AIM OF THE EXERCISE = Copy out all of the lines below, leaving the requests as they are. Multiply every x and y coordinate in the answers by 1.65, rounding each result to the nearest whole number with halves rounded up.

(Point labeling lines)
• • • • •
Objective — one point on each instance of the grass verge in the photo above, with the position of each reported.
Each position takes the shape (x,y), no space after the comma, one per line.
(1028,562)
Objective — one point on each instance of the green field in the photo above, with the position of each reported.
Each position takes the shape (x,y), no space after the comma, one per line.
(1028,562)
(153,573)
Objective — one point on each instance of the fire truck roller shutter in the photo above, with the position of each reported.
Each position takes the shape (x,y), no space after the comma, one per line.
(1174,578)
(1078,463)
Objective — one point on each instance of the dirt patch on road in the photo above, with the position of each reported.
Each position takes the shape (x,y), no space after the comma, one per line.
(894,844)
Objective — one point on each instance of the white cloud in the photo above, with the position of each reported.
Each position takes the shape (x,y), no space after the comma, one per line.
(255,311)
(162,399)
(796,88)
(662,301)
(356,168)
• • • • •
RESPONSE TO THE TASK =
Objective — one point on each instance of the grass verge in the photo above, with the position of each reported.
Each position takes the shape (x,y), no space after the comma, one per line.
(1696,927)
Objective — one point on each instance of the green field in the photo above, with the position of each reported.
Each position takes the shape (x,y), no space after the comma, one per line.
(1696,927)
(252,945)
Objective — one point on each instance of the fire truck roller shutter in the photo above, with the position of each reported.
Each position takes the shape (x,y), no space after the comma, one per line.
(1937,954)
(1779,764)
Objective — one point on each instance of the dirt patch on road in the photo above, with the position of each reported.
Each position takes the shape (x,y), no space after the comma, one per line.
(1475,1393)
Objective — one point on each instance of the white cloud in the photo above, with the position of each reported.
Each position takes the shape (x,y), no space after the comma, one per line.
(421,513)
(267,658)
(1313,145)
(1092,497)
(587,277)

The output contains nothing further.